§ Texte présenté:
À la découverte de la sonde JUICE, dans la salle blanche et anéchoïque d’Airbus
Rien à voir avec le groupe des Beetles
Notre dossier sur la sonde JUICE :
Le 06 avril 2022 à 15h35
9 min
Sciences et espace
Sciences
D’ici un peu moins d’une dizaine d’années, la sonde JUICE sera en orbite autour de Jupiter. Un an avant son lancement, nous avons pu lui rendre visite dans la salle anéchoïque d’Airbus où elle est en train de subir une batterie de tests. C’était aussi l’occasion de discuter avec les responsables de cette mission « lourde » de l’Agence spatiale européenne.
La mission JUICE (JUpiter ICy moons Explorer) a été validée en 2012 par l'Agence spatiale européenne (ESA). Comme son nom l'indique, elle doit observer le monstre qu'est Jupiter – la plus grande planète de notre Système solaire – ainsi que trois de ses lunes : Europe, Ganymède et Callisto. Nous avons déjà longuement détaillé ce mini système dans notre dossier sur le Système solaire.

§ Données:

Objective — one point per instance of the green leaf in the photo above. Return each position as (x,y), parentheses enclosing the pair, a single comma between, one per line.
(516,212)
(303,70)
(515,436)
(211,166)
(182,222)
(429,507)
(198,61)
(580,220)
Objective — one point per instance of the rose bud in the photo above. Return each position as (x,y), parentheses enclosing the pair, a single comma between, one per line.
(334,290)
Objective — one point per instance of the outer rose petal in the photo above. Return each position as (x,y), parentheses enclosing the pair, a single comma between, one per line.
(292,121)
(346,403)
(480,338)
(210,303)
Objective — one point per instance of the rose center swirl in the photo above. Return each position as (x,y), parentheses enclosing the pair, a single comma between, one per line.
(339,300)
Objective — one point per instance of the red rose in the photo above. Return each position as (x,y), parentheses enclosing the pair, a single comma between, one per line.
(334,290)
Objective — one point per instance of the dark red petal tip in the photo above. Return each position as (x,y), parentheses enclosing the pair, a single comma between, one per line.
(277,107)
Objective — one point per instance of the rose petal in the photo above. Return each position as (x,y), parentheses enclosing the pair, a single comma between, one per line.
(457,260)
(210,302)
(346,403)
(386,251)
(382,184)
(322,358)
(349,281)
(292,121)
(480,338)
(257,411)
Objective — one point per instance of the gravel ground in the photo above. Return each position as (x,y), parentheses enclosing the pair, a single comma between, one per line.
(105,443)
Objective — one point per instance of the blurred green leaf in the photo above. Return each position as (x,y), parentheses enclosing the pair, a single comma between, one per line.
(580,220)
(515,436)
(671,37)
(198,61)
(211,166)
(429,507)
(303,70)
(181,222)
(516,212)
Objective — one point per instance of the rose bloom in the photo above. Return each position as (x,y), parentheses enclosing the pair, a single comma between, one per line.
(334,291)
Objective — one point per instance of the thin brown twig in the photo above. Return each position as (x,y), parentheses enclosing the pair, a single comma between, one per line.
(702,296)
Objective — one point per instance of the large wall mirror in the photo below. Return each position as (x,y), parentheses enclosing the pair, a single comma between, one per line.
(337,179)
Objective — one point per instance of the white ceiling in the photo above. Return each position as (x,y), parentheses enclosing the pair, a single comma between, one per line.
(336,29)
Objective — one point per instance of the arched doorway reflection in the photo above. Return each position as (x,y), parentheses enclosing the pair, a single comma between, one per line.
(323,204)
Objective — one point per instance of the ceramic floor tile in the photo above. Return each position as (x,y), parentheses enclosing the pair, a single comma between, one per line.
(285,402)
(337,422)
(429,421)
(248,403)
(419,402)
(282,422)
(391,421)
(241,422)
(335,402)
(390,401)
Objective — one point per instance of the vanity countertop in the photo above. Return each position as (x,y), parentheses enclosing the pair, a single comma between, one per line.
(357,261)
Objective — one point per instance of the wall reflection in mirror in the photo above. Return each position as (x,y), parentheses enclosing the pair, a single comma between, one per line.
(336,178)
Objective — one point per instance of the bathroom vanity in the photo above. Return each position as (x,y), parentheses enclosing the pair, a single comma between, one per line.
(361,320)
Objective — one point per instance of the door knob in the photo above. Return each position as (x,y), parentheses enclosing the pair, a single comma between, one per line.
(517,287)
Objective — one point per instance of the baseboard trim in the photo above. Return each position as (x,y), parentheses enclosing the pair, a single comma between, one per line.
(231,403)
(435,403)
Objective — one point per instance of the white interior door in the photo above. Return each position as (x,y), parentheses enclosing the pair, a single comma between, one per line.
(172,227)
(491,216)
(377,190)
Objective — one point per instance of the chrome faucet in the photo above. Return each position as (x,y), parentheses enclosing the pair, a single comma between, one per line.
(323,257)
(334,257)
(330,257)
---
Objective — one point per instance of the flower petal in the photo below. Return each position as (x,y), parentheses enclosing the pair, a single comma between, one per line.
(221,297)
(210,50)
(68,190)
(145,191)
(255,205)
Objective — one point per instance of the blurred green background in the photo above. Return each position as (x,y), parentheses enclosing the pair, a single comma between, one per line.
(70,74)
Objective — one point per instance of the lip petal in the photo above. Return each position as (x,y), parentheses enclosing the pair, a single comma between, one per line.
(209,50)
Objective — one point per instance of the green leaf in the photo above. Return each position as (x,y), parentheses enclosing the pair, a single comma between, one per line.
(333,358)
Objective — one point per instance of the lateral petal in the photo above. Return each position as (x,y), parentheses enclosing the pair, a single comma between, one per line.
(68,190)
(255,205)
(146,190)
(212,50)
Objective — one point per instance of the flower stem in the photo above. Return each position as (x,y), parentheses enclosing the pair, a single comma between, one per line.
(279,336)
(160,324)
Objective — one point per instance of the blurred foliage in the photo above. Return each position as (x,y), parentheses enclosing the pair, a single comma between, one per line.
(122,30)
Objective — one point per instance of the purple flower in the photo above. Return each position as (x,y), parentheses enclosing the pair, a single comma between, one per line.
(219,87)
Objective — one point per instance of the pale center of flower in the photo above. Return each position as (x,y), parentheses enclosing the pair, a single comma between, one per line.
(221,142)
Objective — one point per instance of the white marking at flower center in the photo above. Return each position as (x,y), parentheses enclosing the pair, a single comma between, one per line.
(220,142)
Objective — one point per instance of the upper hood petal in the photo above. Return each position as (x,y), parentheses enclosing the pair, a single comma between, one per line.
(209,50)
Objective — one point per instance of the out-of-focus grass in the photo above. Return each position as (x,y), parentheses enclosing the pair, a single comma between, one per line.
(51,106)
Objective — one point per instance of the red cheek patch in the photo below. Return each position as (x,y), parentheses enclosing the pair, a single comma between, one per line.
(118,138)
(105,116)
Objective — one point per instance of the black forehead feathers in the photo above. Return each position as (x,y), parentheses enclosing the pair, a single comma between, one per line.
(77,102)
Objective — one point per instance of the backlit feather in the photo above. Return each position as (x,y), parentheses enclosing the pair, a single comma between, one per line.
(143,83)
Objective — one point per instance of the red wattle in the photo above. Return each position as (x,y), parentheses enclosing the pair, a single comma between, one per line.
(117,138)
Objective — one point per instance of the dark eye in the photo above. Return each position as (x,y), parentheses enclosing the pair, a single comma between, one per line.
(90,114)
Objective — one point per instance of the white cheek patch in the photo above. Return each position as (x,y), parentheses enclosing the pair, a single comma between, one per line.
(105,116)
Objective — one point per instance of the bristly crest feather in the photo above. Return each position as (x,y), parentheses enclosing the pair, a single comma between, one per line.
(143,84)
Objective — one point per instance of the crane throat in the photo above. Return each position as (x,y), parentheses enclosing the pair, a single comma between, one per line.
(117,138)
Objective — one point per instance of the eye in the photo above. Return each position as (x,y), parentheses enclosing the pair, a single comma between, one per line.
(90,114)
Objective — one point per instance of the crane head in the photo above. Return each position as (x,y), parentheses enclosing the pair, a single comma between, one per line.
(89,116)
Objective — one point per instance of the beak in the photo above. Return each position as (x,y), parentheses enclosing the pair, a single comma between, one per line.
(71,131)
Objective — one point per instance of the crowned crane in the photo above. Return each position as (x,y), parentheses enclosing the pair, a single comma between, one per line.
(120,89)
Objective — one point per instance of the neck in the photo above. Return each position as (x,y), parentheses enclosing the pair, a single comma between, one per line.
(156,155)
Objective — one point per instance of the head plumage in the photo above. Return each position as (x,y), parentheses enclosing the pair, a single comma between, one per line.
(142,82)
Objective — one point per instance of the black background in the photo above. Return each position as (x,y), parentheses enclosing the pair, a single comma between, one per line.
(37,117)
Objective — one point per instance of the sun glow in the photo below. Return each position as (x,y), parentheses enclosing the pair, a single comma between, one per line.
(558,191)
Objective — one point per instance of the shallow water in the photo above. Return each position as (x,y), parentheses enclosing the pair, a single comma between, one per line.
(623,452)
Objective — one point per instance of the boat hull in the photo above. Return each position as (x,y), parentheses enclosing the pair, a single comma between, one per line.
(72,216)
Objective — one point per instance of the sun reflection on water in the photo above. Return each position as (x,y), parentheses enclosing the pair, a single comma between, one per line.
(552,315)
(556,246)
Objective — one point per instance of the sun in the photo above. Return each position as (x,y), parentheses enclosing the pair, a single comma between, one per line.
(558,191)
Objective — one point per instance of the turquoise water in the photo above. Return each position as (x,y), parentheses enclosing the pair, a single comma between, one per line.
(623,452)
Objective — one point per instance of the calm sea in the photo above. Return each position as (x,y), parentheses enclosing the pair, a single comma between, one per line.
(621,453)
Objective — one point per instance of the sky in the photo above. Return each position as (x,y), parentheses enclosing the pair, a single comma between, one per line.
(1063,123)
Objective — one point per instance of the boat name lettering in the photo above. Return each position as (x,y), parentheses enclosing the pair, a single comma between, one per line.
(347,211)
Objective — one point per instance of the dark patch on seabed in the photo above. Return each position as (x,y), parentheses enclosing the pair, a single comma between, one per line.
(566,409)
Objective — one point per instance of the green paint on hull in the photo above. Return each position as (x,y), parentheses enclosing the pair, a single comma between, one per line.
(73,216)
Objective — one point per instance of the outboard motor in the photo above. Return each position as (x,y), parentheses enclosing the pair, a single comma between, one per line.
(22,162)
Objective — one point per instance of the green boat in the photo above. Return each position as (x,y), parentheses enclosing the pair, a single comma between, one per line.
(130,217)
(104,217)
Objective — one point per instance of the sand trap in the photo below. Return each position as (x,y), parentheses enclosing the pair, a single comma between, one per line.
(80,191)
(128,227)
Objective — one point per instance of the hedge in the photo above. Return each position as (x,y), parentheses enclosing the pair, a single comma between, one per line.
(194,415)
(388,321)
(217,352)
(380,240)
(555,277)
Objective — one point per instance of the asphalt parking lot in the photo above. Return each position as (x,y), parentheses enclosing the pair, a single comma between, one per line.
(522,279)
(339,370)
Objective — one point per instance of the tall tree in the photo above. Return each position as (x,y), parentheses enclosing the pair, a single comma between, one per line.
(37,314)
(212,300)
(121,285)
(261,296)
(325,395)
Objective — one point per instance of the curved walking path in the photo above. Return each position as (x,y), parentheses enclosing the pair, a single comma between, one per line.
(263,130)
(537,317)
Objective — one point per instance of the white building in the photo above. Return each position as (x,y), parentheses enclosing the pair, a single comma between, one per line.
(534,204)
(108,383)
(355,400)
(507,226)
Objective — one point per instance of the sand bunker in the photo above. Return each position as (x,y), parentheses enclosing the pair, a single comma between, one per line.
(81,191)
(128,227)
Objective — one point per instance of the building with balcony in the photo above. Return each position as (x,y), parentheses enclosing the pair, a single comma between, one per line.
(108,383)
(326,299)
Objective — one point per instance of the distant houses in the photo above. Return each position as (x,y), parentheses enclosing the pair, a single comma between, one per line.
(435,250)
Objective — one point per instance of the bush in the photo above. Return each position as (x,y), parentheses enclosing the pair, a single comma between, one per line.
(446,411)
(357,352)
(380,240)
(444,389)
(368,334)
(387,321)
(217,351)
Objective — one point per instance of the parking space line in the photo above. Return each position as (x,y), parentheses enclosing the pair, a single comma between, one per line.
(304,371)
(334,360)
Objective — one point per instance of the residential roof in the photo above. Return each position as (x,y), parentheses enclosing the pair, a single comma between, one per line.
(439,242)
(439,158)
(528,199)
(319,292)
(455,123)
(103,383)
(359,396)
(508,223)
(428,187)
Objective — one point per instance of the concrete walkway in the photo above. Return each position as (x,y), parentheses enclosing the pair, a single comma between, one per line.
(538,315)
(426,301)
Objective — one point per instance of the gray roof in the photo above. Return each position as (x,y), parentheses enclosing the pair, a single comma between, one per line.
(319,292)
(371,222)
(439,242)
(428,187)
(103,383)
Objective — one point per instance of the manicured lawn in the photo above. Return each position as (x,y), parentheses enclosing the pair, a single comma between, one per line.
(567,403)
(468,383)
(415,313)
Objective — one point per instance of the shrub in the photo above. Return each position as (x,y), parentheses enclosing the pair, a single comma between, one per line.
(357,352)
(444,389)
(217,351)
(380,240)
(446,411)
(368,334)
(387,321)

§ Consignes de l'exercice:
**a)** Selon le texte sur la sonde JUICE, en quelle année l'Agence spatiale européenne a-t-elle validé cette mission ?
**b)** Rédigez la suite du texte sur la sonde JUICE, en reprenant juste après sa dernière phrase.

§ Corrigé de l'exercice:
**a)** En 2012.

**b)**
De manière plus générale, cette mission doit également permettre d'apporter des éléments de réponse à deux des principaux thèmes du programme Cosmic Vision de l'ESA : « Quelles sont les conditions pour la formation de planètes et l'émergence de la vie ? Et comment fonctionne le Système Solaire ? ». JUICE est d’ailleurs la première mission lourde (L1) de ce programme s’étalant sur 2015 - 2025.
Airbus aux commandes, lancement dans un an
En 2015, Airbus a été sélectionné par l'Agence spatiale européenne « comme maître d'œuvre pour la conception, le développement, la production et les essais d'un nouveau vaisseau spatial nommé "JUICE" ». Divers partenaires internationaux sont choisis pour construire les instruments scientifiques.
Juice devait décoller cette année, mais plusieurs paramètres, dont la pandémie mondiale de Covid-19, ont conduit à repousser la date. Le lancement est désormais prévu pour le 5 avril 2023, dans tout juste un an. Le planning mis à jour prévoyait initialement un décollage en mars 2023, mais un nouvel itinéraire a été identifié entre temps, il permet de gagner plusieurs mois de trajet en partant en avril de l’année prochaine.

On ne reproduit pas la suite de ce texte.